══ Record list

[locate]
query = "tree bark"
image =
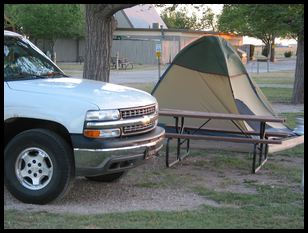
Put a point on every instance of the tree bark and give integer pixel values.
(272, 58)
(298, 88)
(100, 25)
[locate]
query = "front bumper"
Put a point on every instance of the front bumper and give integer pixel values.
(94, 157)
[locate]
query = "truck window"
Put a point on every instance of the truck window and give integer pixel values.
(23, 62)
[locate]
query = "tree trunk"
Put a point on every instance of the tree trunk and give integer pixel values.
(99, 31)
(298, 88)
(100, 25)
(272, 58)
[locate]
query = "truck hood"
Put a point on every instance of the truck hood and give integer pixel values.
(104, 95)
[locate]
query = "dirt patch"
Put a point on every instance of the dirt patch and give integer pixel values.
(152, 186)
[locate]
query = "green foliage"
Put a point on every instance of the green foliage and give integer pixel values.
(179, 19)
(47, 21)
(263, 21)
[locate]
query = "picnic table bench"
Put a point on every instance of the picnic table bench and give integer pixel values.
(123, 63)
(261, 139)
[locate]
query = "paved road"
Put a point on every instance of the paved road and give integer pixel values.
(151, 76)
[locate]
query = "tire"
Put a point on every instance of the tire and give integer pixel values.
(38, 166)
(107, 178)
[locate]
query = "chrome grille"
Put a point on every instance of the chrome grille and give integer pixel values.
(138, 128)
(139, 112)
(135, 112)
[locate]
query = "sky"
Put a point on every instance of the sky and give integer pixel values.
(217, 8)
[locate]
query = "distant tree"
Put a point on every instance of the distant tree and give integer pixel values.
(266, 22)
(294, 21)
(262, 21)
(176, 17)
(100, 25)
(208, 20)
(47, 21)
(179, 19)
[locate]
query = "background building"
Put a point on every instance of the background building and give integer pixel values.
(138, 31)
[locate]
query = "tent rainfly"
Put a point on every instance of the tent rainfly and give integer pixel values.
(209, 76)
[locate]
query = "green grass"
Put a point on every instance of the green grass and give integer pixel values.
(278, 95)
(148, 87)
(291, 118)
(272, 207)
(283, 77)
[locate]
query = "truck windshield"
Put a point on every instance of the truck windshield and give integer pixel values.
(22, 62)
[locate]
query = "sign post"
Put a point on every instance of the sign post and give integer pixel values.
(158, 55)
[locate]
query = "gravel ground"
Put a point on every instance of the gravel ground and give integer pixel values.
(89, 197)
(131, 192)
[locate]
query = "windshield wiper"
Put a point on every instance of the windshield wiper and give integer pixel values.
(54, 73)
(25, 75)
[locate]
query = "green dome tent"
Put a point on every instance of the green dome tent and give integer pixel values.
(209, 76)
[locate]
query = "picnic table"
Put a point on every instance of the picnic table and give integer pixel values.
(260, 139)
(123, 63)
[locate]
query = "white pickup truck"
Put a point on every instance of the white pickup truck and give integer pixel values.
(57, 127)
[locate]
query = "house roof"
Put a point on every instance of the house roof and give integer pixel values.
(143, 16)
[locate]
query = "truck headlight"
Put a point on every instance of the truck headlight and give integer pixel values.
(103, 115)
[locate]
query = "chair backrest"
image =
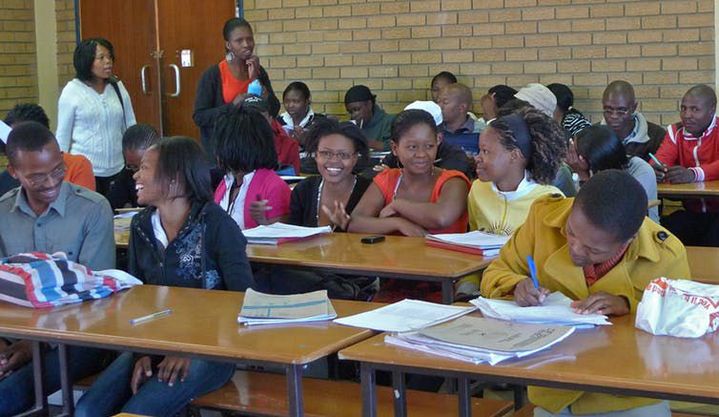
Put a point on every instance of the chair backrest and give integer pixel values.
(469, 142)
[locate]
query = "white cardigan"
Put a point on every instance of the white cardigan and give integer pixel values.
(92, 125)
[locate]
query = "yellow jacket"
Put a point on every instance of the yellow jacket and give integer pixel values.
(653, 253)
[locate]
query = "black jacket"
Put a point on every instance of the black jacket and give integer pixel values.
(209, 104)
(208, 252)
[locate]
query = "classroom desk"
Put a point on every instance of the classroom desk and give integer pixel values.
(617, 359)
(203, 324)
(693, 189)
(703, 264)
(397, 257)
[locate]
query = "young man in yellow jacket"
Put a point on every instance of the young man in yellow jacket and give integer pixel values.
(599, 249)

════
══ Record list

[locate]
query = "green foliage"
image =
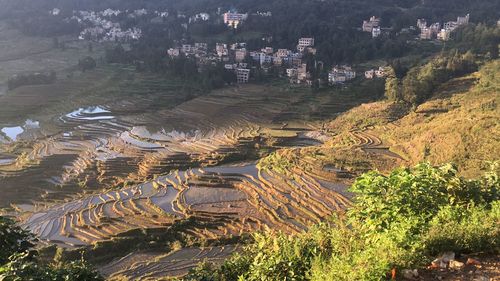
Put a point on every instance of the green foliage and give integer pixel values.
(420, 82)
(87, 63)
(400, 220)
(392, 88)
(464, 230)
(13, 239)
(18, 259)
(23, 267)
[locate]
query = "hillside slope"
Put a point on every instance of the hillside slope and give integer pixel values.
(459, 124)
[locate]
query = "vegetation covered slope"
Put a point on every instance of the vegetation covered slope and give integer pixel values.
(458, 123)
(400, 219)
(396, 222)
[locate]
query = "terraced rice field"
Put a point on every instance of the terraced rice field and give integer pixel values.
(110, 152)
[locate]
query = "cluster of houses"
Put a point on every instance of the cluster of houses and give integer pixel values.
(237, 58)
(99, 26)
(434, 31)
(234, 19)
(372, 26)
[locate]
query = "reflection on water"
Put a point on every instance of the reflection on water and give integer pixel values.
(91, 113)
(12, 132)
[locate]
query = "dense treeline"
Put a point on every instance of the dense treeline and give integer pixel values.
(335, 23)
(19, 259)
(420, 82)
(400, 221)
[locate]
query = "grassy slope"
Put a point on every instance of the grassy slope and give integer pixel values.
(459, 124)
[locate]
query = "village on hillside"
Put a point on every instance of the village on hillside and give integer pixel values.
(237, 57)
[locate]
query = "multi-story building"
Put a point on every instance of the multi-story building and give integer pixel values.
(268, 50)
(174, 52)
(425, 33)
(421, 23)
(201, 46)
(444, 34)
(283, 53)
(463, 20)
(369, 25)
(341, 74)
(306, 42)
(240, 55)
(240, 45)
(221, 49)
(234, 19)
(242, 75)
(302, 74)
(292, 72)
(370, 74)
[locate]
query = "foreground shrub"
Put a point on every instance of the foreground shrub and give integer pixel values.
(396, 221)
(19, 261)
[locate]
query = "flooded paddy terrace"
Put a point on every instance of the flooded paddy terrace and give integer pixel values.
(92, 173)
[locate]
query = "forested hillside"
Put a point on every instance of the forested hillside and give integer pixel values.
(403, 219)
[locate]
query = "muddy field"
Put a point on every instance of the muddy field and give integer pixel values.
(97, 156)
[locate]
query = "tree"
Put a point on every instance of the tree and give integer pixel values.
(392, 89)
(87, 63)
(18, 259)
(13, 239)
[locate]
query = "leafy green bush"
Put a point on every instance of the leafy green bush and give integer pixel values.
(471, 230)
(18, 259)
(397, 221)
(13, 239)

════

What this task involves → Find every line above that contains the word "picnic" and copy each of those lines.

Solution to this problem →
query = "picnic table bench"
Put a point on every instance of the picnic table bench and give integer pixel values.
query = "picnic table"
Put a point on every instance of the picnic table and give integer pixel values.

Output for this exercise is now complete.